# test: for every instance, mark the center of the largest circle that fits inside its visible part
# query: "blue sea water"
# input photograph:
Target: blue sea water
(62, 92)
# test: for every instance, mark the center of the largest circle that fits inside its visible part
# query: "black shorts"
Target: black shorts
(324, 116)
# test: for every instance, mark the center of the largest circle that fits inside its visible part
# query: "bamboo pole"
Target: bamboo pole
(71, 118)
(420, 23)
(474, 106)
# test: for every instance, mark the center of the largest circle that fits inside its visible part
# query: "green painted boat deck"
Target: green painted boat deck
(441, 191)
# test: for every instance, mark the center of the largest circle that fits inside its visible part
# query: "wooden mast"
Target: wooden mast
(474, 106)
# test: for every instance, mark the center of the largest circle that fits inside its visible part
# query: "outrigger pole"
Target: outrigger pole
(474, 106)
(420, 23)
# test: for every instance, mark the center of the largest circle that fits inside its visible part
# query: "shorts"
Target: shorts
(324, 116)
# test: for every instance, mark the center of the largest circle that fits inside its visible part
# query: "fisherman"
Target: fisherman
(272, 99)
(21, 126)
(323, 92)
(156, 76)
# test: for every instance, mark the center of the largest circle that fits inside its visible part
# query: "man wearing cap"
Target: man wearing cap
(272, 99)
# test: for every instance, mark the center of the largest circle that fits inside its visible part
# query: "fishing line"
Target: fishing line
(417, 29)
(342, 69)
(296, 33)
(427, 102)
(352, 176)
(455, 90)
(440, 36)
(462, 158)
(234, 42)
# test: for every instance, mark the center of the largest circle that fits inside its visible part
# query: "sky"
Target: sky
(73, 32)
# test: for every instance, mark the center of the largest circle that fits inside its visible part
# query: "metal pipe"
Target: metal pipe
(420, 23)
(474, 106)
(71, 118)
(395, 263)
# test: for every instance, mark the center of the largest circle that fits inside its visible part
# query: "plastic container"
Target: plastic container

#### Task details
Take the listing above and write it out again exactly.

#### Task output
# test: for every instance, mark the center of the largest circle that fits inside its visible part
# query: "blue sea water"
# input photograph:
Target: blue sea water
(62, 92)
# test: for every instance, mark the center of the largest circle that fits inside its visible part
# query: "black shorts"
Target: black shorts
(324, 116)
# test: for every instance, mark the center of the largest circle that fits inside its visible part
# query: "bamboo pole"
Target: bamboo pole
(71, 118)
(420, 23)
(474, 106)
# test: for every instance, mark the center of the largest circle that fits inside its visible part
# query: "green painted boat deck"
Target: green painted boat deck
(441, 191)
# test: for every instance, mark the center of the largest circle that fits inside its visible part
# query: "wooden mast"
Target: wooden mast
(474, 106)
# test: for every instance, mark the center of the largest circle that fits inside its visible part
# query: "outrigger pole"
Target: outrigger pole
(474, 106)
(420, 23)
# test: for every instance, mark the center of the largest circle that fits inside its visible part
# query: "shorts"
Target: shorts
(324, 116)
# test: for every instance, mark the center of the largest circle that fits inside its visible part
# query: "fisherman"
Target: fisherman
(272, 99)
(21, 126)
(323, 92)
(156, 76)
# test: for every instance, mark the center of the largest circle that fits inside its visible part
# query: "man wearing cap"
Target: man wearing cap
(272, 99)
# test: for every instance, mark the center of the largest circle that fits inside its visible part
# query: "fishing line"
Target: fishing line
(417, 29)
(342, 69)
(296, 33)
(427, 102)
(352, 176)
(455, 90)
(440, 36)
(462, 158)
(234, 42)
# test: for every instance, mark the center of the largest circle that fits inside its visible part
# query: "sky"
Target: sky
(73, 32)
# test: for every instance, mark the center of the largest circle that fits inside its visible part
# query: "metal pipe"
Target: metal pipe
(420, 23)
(474, 106)
(71, 118)
(395, 263)
# test: for every instance, mark the center of the largest circle that fits inside its visible part
# query: "plastic container"
Target: plastic container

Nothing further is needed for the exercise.